• **Challenge 1**: In the passage about Jerónimo, write out the part starting at "At school he" and ending at "for two years.", swapping "scholarship" for "grant".
• **Challenge 2**: According to the passage about Jerónimo, who was his role model in his flamenco family?

• **Extracted text**:

------------------------------

Jerónimo recalls the formative years when he
used to go to the bar Candela with his father to play
and see flamenco artists, but if he went it was always
with a condition: “I was lucky enough to have
been there and to have lived this, although the next
day maybe I fell asleep in class (he laughs) because
my father always made one thing clear: ‘Hey, you
come along if you want, but I better not see your schoolwork
suffering’”
At school he was a good
student until fifth grade, “then I started
to get interested in girls and things went bad”
,
but even at that time his teachers knew what his true
calling was and he got a scholarship to study music
at a conservatory. “I’m really grateful
to Sister María, she took me to the Real Conservatorio
de la Música and paid my tuition for two years.
After that I studied with a private teacher called Nacho
who taught me classical guitar”
. At seven,
he fell in love with classical music: “There’s
a piece on the record dedicated to one of my greatest
all-time idols, Wolfgang Amadeus Mozart”. Oddly
enough, Jerónimo was such a precocious child
people used to call him “flamenco’s Mozart”.

Jerónimo was born into a flamenco family where
his role model was his father, guitarist Felipe Maya,
and where he was surrounded by flamenco from the very
beginning. To be a flamenco guitarist he would hardly
have needed more, but he feels his conservatory training
has also been very important: “Knowledge doesn’t
take up any room. You should never think you’re
alone, you always need help every step of the way, you
need someone to follow, you need to communicate and
expand your knowledge. I believe that if it’s
possible and we want to, it would be good for everyone
to study at a conservatory because it’s a tremendous
help for many things you come up against along the way”

------------------------------

• **Collected data**:
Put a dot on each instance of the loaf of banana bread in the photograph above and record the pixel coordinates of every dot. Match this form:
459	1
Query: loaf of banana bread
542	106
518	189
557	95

------------------------------

• **Exercise output 1**:
At school he was a good
student until fifth grade, “then I started
to get interested in girls and things went bad”
,
but even at that time his teachers knew what his true
calling was and he got a grant to study music
at a conservatory. “I’m really grateful
to Sister María, she took me to the Real Conservatorio
de la Música and paid my tuition for two years.

• **Exercise output 2**: His father, the guitarist Felipe Maya.